Records excerpted from a collection:
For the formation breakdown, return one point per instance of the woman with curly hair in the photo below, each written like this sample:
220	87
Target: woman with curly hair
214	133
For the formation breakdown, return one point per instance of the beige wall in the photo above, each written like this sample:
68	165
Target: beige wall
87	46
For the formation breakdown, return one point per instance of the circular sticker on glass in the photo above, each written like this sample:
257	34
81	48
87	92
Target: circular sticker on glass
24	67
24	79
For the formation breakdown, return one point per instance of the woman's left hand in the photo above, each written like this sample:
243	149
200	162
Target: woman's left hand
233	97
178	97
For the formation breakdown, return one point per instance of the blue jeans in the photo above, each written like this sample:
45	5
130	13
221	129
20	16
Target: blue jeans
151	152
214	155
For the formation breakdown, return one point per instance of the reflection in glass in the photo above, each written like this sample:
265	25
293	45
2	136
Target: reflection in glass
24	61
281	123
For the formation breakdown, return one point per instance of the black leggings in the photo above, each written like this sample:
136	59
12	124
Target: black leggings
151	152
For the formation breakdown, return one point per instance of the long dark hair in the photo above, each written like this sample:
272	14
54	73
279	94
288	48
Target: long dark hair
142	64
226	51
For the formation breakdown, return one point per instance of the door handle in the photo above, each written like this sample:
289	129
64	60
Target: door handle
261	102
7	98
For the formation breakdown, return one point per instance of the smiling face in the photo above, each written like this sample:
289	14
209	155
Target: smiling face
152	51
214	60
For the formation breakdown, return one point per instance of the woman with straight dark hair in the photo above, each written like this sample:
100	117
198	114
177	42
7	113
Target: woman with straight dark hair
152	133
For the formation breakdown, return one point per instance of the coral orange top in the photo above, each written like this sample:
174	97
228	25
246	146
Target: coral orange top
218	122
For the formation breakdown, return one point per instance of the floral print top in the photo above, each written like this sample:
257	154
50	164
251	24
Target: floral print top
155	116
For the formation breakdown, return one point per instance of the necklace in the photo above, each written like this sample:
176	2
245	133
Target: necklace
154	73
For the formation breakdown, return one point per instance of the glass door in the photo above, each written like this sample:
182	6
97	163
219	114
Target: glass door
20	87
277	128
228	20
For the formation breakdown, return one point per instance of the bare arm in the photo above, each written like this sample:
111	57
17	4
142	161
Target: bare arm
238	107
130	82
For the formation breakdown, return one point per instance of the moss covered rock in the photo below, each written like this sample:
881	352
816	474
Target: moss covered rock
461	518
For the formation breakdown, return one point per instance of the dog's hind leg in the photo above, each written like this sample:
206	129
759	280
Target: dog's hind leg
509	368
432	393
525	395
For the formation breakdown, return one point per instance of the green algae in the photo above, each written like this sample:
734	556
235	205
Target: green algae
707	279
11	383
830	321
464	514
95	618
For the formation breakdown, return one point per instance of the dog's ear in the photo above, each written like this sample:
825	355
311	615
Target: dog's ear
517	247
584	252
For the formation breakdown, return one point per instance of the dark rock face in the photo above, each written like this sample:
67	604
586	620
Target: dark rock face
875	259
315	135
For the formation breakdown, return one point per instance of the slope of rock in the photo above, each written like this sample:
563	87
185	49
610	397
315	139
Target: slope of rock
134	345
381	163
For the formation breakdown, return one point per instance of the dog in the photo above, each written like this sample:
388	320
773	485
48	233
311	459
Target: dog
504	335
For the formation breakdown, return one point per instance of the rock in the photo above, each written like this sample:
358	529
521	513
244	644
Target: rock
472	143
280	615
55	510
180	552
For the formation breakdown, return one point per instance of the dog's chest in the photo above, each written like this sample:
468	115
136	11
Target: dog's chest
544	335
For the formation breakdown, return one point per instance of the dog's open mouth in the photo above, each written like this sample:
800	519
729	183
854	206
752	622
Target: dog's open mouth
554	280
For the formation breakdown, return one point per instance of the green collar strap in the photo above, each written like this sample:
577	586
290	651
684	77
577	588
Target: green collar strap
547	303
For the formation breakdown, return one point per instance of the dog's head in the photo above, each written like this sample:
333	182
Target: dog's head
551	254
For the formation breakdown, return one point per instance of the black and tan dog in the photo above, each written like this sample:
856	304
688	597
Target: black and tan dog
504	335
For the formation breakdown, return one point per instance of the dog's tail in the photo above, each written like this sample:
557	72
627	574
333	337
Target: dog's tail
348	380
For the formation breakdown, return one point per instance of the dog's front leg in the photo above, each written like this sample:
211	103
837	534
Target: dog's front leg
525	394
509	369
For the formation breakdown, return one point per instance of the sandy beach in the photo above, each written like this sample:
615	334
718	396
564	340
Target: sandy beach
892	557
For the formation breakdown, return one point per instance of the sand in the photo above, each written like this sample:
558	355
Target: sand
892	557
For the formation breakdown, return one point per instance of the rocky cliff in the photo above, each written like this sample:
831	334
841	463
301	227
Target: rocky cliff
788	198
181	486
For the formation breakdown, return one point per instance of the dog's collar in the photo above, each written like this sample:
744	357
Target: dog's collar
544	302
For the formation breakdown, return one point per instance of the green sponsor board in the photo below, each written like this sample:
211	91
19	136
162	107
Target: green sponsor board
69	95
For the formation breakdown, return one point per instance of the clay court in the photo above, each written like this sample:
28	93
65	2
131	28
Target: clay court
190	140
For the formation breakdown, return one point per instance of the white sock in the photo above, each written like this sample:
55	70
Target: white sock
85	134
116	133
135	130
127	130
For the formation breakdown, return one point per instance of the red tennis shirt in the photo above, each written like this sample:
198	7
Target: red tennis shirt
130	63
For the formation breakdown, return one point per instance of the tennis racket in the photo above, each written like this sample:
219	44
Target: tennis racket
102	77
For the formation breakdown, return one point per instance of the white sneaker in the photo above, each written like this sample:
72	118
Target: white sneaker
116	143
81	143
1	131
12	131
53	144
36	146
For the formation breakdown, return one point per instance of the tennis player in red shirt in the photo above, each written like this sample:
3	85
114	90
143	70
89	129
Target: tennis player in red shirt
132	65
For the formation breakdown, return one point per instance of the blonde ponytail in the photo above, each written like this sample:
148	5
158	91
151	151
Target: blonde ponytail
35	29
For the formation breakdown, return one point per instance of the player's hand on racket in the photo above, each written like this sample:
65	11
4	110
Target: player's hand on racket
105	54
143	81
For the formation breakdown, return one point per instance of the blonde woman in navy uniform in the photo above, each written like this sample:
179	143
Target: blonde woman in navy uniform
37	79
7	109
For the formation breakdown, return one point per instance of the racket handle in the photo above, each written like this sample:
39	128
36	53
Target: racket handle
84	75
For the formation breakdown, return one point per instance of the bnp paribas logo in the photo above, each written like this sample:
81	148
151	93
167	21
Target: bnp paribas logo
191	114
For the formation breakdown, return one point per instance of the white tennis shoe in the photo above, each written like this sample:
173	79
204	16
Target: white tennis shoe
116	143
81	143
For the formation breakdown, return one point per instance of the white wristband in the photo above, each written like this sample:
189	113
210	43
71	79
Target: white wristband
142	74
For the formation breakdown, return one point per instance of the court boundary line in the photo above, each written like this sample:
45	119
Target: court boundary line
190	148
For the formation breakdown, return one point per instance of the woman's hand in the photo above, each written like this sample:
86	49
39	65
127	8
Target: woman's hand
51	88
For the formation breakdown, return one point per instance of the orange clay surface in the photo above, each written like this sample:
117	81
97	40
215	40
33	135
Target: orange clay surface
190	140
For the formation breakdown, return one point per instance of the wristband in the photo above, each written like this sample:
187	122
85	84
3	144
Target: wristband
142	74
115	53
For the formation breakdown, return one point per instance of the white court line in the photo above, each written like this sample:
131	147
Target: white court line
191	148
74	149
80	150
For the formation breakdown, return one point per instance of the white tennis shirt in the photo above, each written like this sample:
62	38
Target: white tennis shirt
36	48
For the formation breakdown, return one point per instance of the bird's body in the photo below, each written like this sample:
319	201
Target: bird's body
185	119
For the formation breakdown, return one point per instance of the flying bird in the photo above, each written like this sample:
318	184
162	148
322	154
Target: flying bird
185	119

*TASK DETAILS*
Work through the entries, filtering for the string "below", and copy each line that holds it.

*YOUR SOLUTION*
For the formation breakdown, return one point per instance of the woman with curly hair in the photo below, each written like this sample:
For the formation breakdown, return one point per instance of the moss covered rock in the photo below, each written like this sample:
For the formation breakdown, return one point per instance of the green sponsor board in the photo below, each written like this sample:
For the formation breakdown, return one point per instance of the bird's body in the photo below, each written like this sample:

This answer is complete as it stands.